§ **WORK ITEM**: Each entry here is to be restated word for word.

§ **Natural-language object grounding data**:
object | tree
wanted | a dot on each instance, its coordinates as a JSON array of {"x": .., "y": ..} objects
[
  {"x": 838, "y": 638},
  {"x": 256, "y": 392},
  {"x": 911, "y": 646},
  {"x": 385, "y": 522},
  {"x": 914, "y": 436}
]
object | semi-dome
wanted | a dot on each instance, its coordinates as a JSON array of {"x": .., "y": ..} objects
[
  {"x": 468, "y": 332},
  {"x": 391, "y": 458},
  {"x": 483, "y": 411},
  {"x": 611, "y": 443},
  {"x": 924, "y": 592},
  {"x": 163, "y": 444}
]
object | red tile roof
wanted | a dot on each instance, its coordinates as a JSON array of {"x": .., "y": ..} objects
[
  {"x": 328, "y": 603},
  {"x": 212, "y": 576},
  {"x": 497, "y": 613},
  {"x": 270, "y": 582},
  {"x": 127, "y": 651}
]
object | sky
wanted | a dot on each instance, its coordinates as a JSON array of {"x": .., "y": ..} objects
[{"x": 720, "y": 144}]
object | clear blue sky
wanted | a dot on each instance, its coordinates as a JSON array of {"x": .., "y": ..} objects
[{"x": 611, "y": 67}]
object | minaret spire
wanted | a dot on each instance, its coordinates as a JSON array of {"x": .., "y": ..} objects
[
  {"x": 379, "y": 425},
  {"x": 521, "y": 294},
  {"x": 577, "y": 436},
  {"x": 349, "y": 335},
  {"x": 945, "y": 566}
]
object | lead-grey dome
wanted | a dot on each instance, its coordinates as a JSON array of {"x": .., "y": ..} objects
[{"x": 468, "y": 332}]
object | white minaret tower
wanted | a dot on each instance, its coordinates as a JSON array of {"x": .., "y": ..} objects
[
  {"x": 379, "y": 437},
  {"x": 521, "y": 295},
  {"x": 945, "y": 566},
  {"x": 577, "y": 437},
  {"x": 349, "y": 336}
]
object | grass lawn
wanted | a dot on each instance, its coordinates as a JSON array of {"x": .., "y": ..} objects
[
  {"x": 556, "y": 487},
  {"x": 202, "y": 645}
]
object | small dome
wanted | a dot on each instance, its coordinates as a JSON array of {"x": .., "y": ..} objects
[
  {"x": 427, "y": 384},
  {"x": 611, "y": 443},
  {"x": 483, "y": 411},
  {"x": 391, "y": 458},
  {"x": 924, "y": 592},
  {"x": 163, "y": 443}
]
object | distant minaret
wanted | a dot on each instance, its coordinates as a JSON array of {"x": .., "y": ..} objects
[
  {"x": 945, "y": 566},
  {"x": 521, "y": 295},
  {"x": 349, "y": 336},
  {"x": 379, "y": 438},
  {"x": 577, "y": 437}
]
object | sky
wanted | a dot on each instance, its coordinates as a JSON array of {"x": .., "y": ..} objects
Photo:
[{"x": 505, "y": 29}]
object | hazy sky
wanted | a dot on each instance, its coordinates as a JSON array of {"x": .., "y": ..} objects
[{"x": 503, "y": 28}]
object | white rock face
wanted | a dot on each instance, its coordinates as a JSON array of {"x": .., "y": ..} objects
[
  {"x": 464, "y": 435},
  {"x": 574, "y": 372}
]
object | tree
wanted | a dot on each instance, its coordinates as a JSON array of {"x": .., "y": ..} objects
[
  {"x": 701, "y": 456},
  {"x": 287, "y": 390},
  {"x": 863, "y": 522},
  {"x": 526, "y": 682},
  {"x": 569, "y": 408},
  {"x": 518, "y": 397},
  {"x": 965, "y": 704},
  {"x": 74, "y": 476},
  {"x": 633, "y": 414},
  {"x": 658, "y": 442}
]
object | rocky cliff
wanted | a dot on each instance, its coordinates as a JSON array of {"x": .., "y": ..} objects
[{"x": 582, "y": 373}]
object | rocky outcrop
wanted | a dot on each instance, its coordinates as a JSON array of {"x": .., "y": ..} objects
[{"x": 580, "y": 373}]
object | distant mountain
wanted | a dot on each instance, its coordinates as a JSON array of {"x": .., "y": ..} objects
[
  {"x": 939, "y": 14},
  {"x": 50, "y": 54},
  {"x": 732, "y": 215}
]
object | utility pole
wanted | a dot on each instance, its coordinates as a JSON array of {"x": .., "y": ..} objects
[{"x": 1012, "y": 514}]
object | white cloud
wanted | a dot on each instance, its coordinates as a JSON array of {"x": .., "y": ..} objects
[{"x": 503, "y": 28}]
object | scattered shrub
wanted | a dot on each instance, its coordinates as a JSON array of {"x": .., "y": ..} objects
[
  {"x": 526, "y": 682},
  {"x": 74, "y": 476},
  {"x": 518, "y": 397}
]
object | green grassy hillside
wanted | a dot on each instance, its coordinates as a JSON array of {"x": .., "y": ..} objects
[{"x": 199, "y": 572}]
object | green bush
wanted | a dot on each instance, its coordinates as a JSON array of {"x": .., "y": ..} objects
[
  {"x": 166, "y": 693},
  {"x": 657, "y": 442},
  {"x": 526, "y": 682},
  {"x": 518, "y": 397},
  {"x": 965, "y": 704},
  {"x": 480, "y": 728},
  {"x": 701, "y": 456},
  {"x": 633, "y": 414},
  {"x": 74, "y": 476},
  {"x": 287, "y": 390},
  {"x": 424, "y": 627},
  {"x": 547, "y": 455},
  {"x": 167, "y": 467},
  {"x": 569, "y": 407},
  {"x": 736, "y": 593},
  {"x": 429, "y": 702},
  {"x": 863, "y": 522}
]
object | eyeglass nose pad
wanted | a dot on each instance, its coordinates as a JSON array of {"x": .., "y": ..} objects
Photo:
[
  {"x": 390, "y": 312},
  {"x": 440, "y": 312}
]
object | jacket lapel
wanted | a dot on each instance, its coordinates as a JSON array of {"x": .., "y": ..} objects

§ **TASK SOLUTION**:
object | tree
wanted | a dot on each instance, its coordinates as a JSON array of {"x": .., "y": ..} objects
[
  {"x": 838, "y": 638},
  {"x": 256, "y": 392},
  {"x": 911, "y": 646},
  {"x": 385, "y": 522},
  {"x": 914, "y": 436}
]
object | semi-dome
wanted | a dot on each instance, its coordinates as a JSON array of {"x": .., "y": ..} objects
[
  {"x": 468, "y": 332},
  {"x": 391, "y": 458},
  {"x": 483, "y": 411},
  {"x": 611, "y": 443},
  {"x": 924, "y": 592},
  {"x": 163, "y": 444}
]
object | red tile roof
wanted | a dot on each instance, its coordinates as a JSON array of {"x": .., "y": ..} objects
[
  {"x": 328, "y": 603},
  {"x": 212, "y": 576},
  {"x": 497, "y": 613},
  {"x": 270, "y": 582},
  {"x": 127, "y": 651}
]
object | sky
wanted | a dot on each instance, its coordinates as a JSON array of {"x": .., "y": ..} objects
[{"x": 720, "y": 144}]
object | clear blue sky
wanted | a dot on each instance, its coordinates as a JSON array of {"x": .., "y": ..} objects
[{"x": 611, "y": 67}]
object | minaret spire
wanted | a dot on each instance, its coordinates as a JSON array of {"x": .., "y": ..} objects
[
  {"x": 379, "y": 425},
  {"x": 521, "y": 294},
  {"x": 577, "y": 436},
  {"x": 349, "y": 335},
  {"x": 945, "y": 566}
]
object | lead-grey dome
wanted | a dot on each instance, its coordinates as a JSON array of {"x": .., "y": ..} objects
[{"x": 468, "y": 332}]
object | white minaret tower
wanted | a dot on each instance, its coordinates as a JSON array of {"x": .., "y": ..} objects
[
  {"x": 379, "y": 437},
  {"x": 521, "y": 295},
  {"x": 945, "y": 566},
  {"x": 577, "y": 437},
  {"x": 349, "y": 336}
]
object | grass lawn
wanted | a dot on each instance, its coordinates as a JSON array of {"x": .., "y": ..} objects
[
  {"x": 556, "y": 487},
  {"x": 202, "y": 645}
]
object | small dome
wanted | a dot on each instance, its coordinates as a JSON array of {"x": .., "y": ..} objects
[
  {"x": 427, "y": 384},
  {"x": 611, "y": 443},
  {"x": 483, "y": 411},
  {"x": 391, "y": 458},
  {"x": 924, "y": 592},
  {"x": 163, "y": 443}
]
object | distant minaret
wanted | a dot on each instance, its coordinates as a JSON array of {"x": .., "y": ..} objects
[
  {"x": 945, "y": 566},
  {"x": 521, "y": 295},
  {"x": 349, "y": 336},
  {"x": 379, "y": 438},
  {"x": 577, "y": 437}
]
object | sky
wanted | a dot on each instance, its coordinates as a JSON array of {"x": .., "y": ..} objects
Photo:
[{"x": 505, "y": 29}]
object | hazy sky
wanted | a dot on each instance, its coordinates as a JSON array of {"x": .., "y": ..} objects
[{"x": 503, "y": 28}]
object | white rock face
wanted | a dot on each instance, its coordinates as a JSON array of {"x": .., "y": ..} objects
[
  {"x": 464, "y": 435},
  {"x": 574, "y": 372}
]
object | tree
wanted | a dot on each instance, its coordinates as a JSON array of {"x": .., "y": ..} objects
[
  {"x": 701, "y": 456},
  {"x": 287, "y": 390},
  {"x": 863, "y": 522},
  {"x": 526, "y": 682},
  {"x": 569, "y": 408},
  {"x": 518, "y": 397},
  {"x": 965, "y": 704},
  {"x": 74, "y": 476},
  {"x": 633, "y": 414},
  {"x": 658, "y": 442}
]
object | rocky cliff
wanted | a dot on each instance, its coordinates as a JSON array of {"x": .., "y": ..} objects
[{"x": 582, "y": 373}]
object | rocky outcrop
wanted | a dot on each instance, its coordinates as a JSON array of {"x": .., "y": ..} objects
[{"x": 580, "y": 373}]
object | distant mountain
wanted | a dot on each instance, its coordinates as a JSON array of {"x": .., "y": ..} objects
[
  {"x": 939, "y": 14},
  {"x": 50, "y": 54},
  {"x": 732, "y": 215}
]
object | utility pole
wanted | a dot on each instance, its coordinates as a JSON array of {"x": .., "y": ..} objects
[{"x": 1012, "y": 514}]
object | white cloud
wanted | a dot on each instance, its coordinates as a JSON array of {"x": .., "y": ..} objects
[{"x": 503, "y": 28}]
object | scattered shrub
wanted | a dot on each instance, its coordinates as a JSON array of {"x": .., "y": ..} objects
[
  {"x": 526, "y": 682},
  {"x": 74, "y": 476},
  {"x": 518, "y": 397}
]
object | green grassy hillside
wanted | a dot on each instance, its coordinates as a JSON array of {"x": .., "y": ..} objects
[{"x": 199, "y": 572}]
object | green bush
wanted | a dot on each instance, its coordinates as a JSON array of {"x": .., "y": ..} objects
[
  {"x": 166, "y": 693},
  {"x": 657, "y": 442},
  {"x": 526, "y": 682},
  {"x": 518, "y": 397},
  {"x": 965, "y": 704},
  {"x": 480, "y": 728},
  {"x": 701, "y": 456},
  {"x": 633, "y": 414},
  {"x": 74, "y": 476},
  {"x": 287, "y": 390},
  {"x": 424, "y": 627},
  {"x": 547, "y": 455},
  {"x": 167, "y": 467},
  {"x": 569, "y": 407},
  {"x": 736, "y": 593},
  {"x": 429, "y": 702},
  {"x": 863, "y": 522}
]
object | eyeglass nose pad
wanted | a dot on each instance, its coordinates as a JSON array of {"x": .., "y": ..} objects
Photo:
[
  {"x": 390, "y": 312},
  {"x": 440, "y": 312}
]
object | jacket lapel
wanted | a dot on each instance, its coordinates as a JSON array of {"x": .., "y": ..} objects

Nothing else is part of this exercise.